**Brief:**
Can you reproduce the material below with "Drop a marker" changed to "Place a pin" everywhere and nothing else altered?

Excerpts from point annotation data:
= = = = = = =
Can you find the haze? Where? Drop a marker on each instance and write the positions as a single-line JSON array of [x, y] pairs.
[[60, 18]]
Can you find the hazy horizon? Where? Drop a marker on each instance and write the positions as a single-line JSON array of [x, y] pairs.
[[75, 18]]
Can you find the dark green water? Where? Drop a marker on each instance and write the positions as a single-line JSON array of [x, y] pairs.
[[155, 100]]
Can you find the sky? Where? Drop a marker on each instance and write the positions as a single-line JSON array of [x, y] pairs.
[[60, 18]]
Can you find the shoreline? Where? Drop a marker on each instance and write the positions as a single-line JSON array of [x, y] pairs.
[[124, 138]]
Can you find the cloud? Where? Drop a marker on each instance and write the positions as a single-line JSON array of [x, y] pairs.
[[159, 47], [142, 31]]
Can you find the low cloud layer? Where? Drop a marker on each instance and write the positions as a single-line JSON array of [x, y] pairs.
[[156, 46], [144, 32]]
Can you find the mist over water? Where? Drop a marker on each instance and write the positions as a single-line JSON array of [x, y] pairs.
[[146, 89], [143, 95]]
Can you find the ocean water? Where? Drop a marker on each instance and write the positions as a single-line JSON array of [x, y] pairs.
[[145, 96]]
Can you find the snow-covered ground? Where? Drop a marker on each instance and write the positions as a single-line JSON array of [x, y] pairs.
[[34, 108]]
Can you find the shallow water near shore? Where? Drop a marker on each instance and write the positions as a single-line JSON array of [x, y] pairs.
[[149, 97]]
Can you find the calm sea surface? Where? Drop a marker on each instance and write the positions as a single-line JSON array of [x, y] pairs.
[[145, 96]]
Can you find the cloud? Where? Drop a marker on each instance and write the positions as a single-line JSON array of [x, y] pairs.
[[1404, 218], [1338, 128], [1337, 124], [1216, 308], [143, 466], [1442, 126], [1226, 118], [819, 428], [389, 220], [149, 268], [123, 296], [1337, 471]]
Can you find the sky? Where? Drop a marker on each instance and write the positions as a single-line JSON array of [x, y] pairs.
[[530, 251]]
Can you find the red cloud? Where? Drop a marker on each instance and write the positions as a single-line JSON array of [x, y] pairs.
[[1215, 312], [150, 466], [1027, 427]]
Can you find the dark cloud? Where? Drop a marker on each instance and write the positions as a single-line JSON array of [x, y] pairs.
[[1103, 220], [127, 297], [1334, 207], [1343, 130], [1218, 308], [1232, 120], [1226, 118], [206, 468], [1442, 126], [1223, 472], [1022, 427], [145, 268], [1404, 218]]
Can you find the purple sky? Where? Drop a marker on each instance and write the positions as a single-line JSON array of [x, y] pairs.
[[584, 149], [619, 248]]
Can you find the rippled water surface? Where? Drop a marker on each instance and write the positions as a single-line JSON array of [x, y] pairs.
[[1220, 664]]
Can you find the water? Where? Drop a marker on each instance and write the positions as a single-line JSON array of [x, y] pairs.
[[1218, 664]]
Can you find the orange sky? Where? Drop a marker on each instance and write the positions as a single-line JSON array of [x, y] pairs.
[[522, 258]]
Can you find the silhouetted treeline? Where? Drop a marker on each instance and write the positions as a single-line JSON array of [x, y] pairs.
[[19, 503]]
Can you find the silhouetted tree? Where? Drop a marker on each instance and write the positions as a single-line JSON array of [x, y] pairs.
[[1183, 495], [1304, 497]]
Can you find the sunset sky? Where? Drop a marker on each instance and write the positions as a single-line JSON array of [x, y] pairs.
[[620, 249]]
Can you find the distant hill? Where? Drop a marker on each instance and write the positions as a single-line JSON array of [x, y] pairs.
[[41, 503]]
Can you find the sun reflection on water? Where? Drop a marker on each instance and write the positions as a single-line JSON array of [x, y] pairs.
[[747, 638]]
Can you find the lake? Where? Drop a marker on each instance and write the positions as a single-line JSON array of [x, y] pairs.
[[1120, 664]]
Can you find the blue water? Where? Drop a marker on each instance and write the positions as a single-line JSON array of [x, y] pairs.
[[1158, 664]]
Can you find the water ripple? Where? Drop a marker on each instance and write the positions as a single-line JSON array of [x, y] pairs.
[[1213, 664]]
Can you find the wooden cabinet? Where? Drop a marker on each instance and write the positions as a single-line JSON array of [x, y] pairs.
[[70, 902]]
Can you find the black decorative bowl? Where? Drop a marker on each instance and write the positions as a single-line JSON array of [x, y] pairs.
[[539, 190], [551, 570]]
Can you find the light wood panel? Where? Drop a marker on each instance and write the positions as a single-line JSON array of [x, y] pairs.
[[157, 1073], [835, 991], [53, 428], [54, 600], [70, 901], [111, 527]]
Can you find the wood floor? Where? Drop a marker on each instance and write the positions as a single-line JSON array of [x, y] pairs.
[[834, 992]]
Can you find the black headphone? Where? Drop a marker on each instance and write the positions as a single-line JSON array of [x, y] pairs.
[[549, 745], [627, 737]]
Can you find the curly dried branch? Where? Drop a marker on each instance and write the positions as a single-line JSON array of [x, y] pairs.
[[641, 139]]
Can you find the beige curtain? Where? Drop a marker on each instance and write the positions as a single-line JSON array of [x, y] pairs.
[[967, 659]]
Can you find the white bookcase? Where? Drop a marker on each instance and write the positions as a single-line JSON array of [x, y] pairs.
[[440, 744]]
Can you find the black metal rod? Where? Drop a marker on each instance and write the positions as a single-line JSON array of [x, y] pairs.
= = = = = = =
**Output for this task:**
Can you find the haze? Where? Place a pin on each instance and write the positions as a single-line JSON array of [x, y] pairs.
[[60, 18]]
Can you find the hazy horizon? Where? Place a pin on each instance and write the positions as a single-line JSON array of [x, y] pairs.
[[75, 18]]
Can you find the dark green water? Where? Place a pin on each instance and write the positions as a single-line JSON array of [x, y] pairs.
[[155, 100]]
Can you find the sky? Where? Place a pin on each instance and write the positions as a single-line JSON array of [x, y] pairs.
[[60, 18]]
Can you find the shoreline? Where? Place a pin on each instance and write the positions as a single-line JSON array of [x, y] pairs.
[[124, 138]]
Can you find the cloud? Where? Place a pin on each instance and write the positions as a single-line JSON array of [x, y] pairs.
[[159, 47], [142, 31]]
Can you find the low cloud layer? Where? Place a pin on each instance and write the positions as a single-line JSON array of [x, y] pairs.
[[156, 46], [144, 32]]
Can you find the mist over water? Where? Place a pin on each instance and write the positions as a single-line JSON array of [x, y] pairs.
[[146, 89], [143, 95]]
Can you find the ocean water? Where? Place a pin on each instance and write the positions as a single-line JSON array of [x, y] pairs.
[[145, 96]]
Can you find the snow-covered ground? Where? Place a pin on each instance and write the positions as a single-line JSON array of [x, y] pairs.
[[34, 108]]
Can you find the shallow water near shore? Where? Place a pin on each instance and write the positions as a single-line JSON array of [x, y] pairs.
[[149, 97]]
Can you find the calm sea surface? Where? Place a pin on each instance and write the positions as a single-line JSON array of [x, y] pairs.
[[145, 96]]
Can you find the cloud? Where? Place a pin on each instance and write the positions as a single-line JSON array of [x, y] pairs.
[[1404, 218], [1338, 128], [1337, 124], [1216, 308], [143, 466], [1442, 126], [1226, 118], [819, 428], [389, 220], [149, 268], [123, 296], [1337, 471]]
Can you find the sky? Where? Place a pin on each instance and write the positions as a single-line JSON array of [x, y] pairs.
[[530, 251]]
Can you find the red cloud? Where? Place a pin on each instance and write the positions as a single-line JSON array of [x, y] pairs.
[[1215, 312], [150, 466], [1027, 427]]
Can you find the dark cloud? Where? Place a pin on each instance and write the positions as a single-line JSON array of [x, y] pairs.
[[1103, 220], [127, 297], [1334, 207], [1343, 130], [1218, 308], [1232, 120], [1226, 118], [206, 468], [1442, 126], [1223, 472], [1022, 427], [145, 268], [1404, 218]]
Can you find the purple sky? Where? Place a pin on each instance and write the positions as a single-line JSON array of [x, y] pairs.
[[584, 149], [619, 248]]
Can you find the rippled water surface? Where? Place a pin on each instance and write the positions as a single-line JSON array of [x, y] pairs.
[[1220, 664]]
Can you find the water? Where? Place a pin on each instance and write the positions as a single-line JSON array of [x, y] pairs.
[[1218, 664]]
Can you find the orange sky? Where? Place a pin on each instance and write the positions as a single-line JSON array of [x, y] pairs.
[[522, 258]]
Can you find the silhouetted treeline? Where? Place a pin on each instance and write the positions as a single-line JSON array of [x, y] pairs.
[[19, 503]]
Can you find the silhouetted tree? Where? Place a pin on each instance and write the positions as a single-line JSON array of [x, y] pairs.
[[1183, 495], [1304, 497]]
Can you find the sunset sky? Where? Place a pin on each instance and write the positions as a single-line JSON array of [x, y] pairs.
[[620, 249]]
Can you find the distant hill? Where? Place a pin on each instance and write the positions as a single-line JSON array of [x, y] pairs.
[[41, 503]]
Can you find the sun reflection on water? Where? Place a pin on each instance and write the positions as a single-line JSON array of [x, y] pairs.
[[747, 638]]
Can you find the lake? Where? Place a pin on each instance and write the positions as a single-line JSON array of [x, y] pairs.
[[1120, 664]]
Can you find the blue water? Where? Place a pin on each instance and write the positions as a single-line JSON array of [x, y] pairs.
[[1158, 664]]
Can you find the water ripple? Where? Place a pin on each instance and write the positions as a single-line JSON array of [x, y] pairs.
[[1213, 664]]
Can you find the wooden cabinet? Where? Place a pin on each instance and write the positions as a single-line JSON array of [x, y] pairs.
[[70, 902]]
Can you find the black decorative bowl? Where? Place a pin on each instance and write the positions as a single-line JSON array of [x, y] pairs.
[[539, 190], [551, 570]]
Can you find the light wood panel? Where? Place a pin on each instance and write the positions as a single-line JSON array of [x, y] pairs.
[[157, 1073], [835, 991], [53, 428], [54, 600], [70, 901], [111, 527]]
Can you find the wood floor? Where? Place a pin on each instance and write the positions as a single-line JSON array of [x, y] pairs.
[[834, 992]]
Can you find the black headphone? Where? Place a pin on each instance and write the positions as a single-line JSON array of [x, y] pairs.
[[549, 745], [627, 737]]
Can you find the curly dried branch? Where? Place a pin on each instance and write the positions as a single-line JSON array of [x, y] pairs.
[[641, 139]]
Can you find the beige curtain? Where? Place a pin on each instance and write the positions as a single-line JSON array of [x, y] pairs.
[[967, 659]]
Can you find the white bookcase? Where? Place a pin on each instance and write the positions as a single-line JSON array of [x, y] pairs.
[[440, 744]]
Can you find the black metal rod? Where? Place a pin on each instance and write the positions as a single-line JSON array of [x, y] pairs.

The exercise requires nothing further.